• [Material erkunden]:
1 – Welchen Artikel des Grundgesetzes führt der Kommentar von J.G.R. Benthien im Textauszug an?
2 – Zitiere aus dem Textauszug wörtlich die Stelle von „Steffen Schwarz /“ bis „Irrsinn in Potenz.“.

• [Textauszug]:
◇ ◇ ◇ ◇

Die Bekloppten werden immer mehr!

Fischer Robert / 03.02.2020

Die Briten wollen bei der großen, merkelschen Transformation nicht dabei sein - Frechheit!

J.G.R. Benthien / 03.02.2020

Ein solcher Eingriff ist laut GG nicht erlaubt: Artikel 12 des deutschen Grundgesetzes (GG) befindet sich im ersten Abschnitt des Grundgesetzes, der die Grundrechte gewährleistet. Er gewährleistet mehrere berufsbezogene Freiheiten, in deren Mittelpunkt die Berufsfreiheit steht. Hiernach haben alle Deutschen das Recht, Beruf, Arbeitsplatz und Ausbildungsstätte frei zu wählen und ihren Beruf frei auszuüben. Das Grundrecht schützt den Bürger vor hoheitlichen Eingriffen in diese Freiheitssphäre, womit es ein Freiheitsrecht darstellt. Zugleich verpflichtet Art. 12 GG den Staat, die notwendigen Voraussetzungen bereitzustellen, damit die Berufsfreiheit effektiv wahrgenommen werden kann.—Wer nicht mehr frei reden und handeln kann, kann seinen Beruf nicht mehr frei ausüben.

Steffen Schwarz / 03.02.2020

Die haben doch 1000de an der Klatsche. Und beim Link an die Goethe Uni kommen dort nochmal 1000 hinzu. Und die meinen das wirklich ernst. Ich habe auf Seite 2 dieses Machwerkes aufgehört, sonst versau ich mir wirklich noch den Tag. Ein eigener Artikel auf der Achse wäre angebracht. Schön das ich nun weiß, das ich der Normmensch bin. Und ich fühle mich dabei ganz wohl. Es gibt daher auch Menschen außerhalb der Norm, insoweit dann also die rassistische Einteilung, welche natürlich die Guten definieren.  Der Irrsinn in Potenz.

Zdenek Wagner / 03.02.2020

“Wenn’s dem Esel zu wohl geht ...” Die 80 Millionen Esel (natürlich abzüglich aller Achgut-Konsumenten, versteht sich ;-)) sind dabei sich selbst abzuschaffen, sich unter selbst ausgelösten Lawinen von Gutmenschentum, Toleranz, Genderismus etc. etc. etc. zu begraben. Was soll’s, braucht der Islam nur zu warten, wir Idioten machen das schon ...

◇ ◇ ◇ ◇

• [Extrahierte Daten]:
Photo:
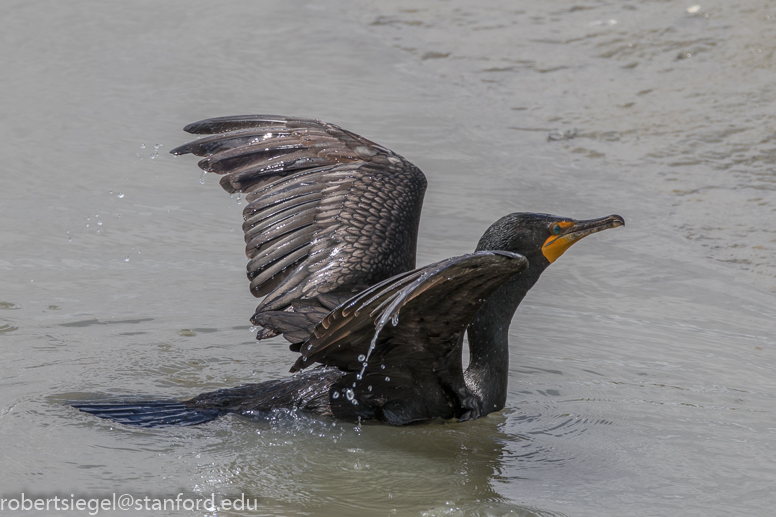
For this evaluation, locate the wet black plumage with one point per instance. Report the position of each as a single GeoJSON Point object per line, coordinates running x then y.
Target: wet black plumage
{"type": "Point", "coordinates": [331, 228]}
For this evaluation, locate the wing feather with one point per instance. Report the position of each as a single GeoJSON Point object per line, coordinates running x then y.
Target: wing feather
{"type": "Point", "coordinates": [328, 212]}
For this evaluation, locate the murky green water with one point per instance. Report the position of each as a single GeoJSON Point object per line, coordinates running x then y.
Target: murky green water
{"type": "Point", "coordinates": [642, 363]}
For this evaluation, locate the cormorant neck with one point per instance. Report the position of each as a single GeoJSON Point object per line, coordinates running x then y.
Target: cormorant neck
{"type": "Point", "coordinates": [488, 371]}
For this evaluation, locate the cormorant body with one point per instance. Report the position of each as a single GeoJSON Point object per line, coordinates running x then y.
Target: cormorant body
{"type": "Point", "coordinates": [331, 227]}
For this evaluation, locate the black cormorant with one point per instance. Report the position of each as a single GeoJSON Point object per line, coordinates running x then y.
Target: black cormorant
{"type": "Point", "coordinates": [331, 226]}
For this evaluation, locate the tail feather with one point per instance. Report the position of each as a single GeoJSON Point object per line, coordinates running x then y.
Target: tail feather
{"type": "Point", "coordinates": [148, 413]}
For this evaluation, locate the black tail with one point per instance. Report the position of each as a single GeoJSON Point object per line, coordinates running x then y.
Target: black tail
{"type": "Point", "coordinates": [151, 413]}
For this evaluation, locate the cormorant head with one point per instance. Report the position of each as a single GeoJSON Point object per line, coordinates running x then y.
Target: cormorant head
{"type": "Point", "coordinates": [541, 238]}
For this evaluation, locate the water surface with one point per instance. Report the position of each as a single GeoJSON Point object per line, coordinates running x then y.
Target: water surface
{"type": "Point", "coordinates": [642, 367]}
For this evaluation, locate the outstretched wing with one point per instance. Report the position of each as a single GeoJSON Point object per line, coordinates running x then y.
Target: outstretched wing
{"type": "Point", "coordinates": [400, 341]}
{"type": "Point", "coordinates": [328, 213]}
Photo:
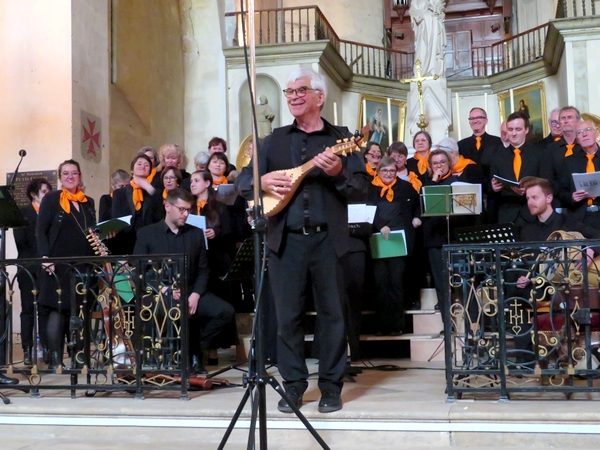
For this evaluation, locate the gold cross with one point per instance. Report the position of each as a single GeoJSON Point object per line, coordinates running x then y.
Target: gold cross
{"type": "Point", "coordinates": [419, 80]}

◇ ◇ ◇ ◇

• [Antworten zu Aufgaben]:
1 – Artikel 12 des Grundgesetzes.

2 –
Steffen Schwarz / 03.02.2020

Die haben doch 1000de an der Klatsche. Und beim Link an die Goethe Uni kommen dort nochmal 1000 hinzu. Und die meinen das wirklich ernst. Ich habe auf Seite 2 dieses Machwerkes aufgehört, sonst versau ich mir wirklich noch den Tag. Ein eigener Artikel auf der Achse wäre angebracht. Schön das ich nun weiß, das ich der Normmensch bin. Und ich fühle mich dabei ganz wohl. Es gibt daher auch Menschen außerhalb der Norm, insoweit dann also die rassistische Einteilung, welche natürlich die Guten definieren.  Der Irrsinn in Potenz.